*** Opening of Entries shown ***

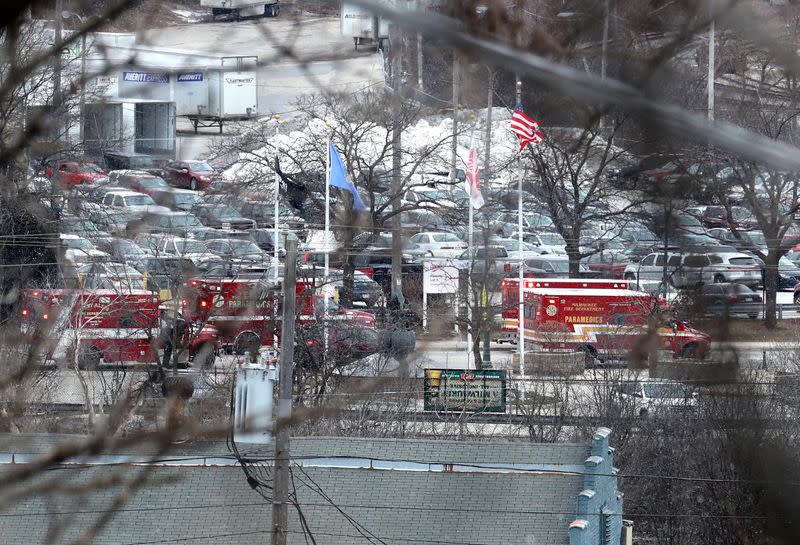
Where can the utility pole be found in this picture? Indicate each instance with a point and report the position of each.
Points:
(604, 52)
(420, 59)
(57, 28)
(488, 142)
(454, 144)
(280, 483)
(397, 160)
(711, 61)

*** Close of Entries shown ***
*** Opening of Entries shown ***

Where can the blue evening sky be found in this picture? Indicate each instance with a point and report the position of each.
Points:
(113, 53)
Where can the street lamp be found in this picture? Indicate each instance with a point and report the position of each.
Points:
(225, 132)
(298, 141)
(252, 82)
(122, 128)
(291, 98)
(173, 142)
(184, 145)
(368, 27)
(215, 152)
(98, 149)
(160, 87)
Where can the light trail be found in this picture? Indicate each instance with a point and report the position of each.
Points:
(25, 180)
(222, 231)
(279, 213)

*** Close of Entries shown ***

- _Your assignment_: How many lines of the listing include the string "Where"? Answer with the number alone.

- _Answer to the problem_: 4